● **Short task**
From the records below, pull out every line that contains the word "grey" and copy each one in full.

##########

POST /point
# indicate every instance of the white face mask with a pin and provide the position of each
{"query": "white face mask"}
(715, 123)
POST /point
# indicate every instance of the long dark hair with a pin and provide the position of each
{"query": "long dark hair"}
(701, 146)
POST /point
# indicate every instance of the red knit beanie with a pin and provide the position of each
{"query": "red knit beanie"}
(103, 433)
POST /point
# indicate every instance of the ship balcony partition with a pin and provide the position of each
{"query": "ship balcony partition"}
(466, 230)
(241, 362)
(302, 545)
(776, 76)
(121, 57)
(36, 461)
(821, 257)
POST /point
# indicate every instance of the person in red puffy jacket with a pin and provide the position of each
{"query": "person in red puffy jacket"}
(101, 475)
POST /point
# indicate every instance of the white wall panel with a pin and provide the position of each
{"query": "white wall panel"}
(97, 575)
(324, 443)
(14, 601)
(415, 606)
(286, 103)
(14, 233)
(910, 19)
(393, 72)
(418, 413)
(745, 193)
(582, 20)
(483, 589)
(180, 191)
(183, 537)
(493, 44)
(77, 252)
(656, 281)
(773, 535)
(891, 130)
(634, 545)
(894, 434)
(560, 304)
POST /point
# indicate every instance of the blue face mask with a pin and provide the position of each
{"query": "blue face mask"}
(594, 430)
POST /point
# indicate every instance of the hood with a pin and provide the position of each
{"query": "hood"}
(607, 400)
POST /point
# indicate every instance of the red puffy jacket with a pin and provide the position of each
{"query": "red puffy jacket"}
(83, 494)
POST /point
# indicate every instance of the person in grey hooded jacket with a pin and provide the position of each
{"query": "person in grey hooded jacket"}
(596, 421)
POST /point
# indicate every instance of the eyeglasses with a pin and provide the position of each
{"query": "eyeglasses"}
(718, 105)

##########

● **Written answer**
# indicate every instance of the person in grey hooded jacket with a pin and provide the position of each
{"query": "person in grey hooded jacket"}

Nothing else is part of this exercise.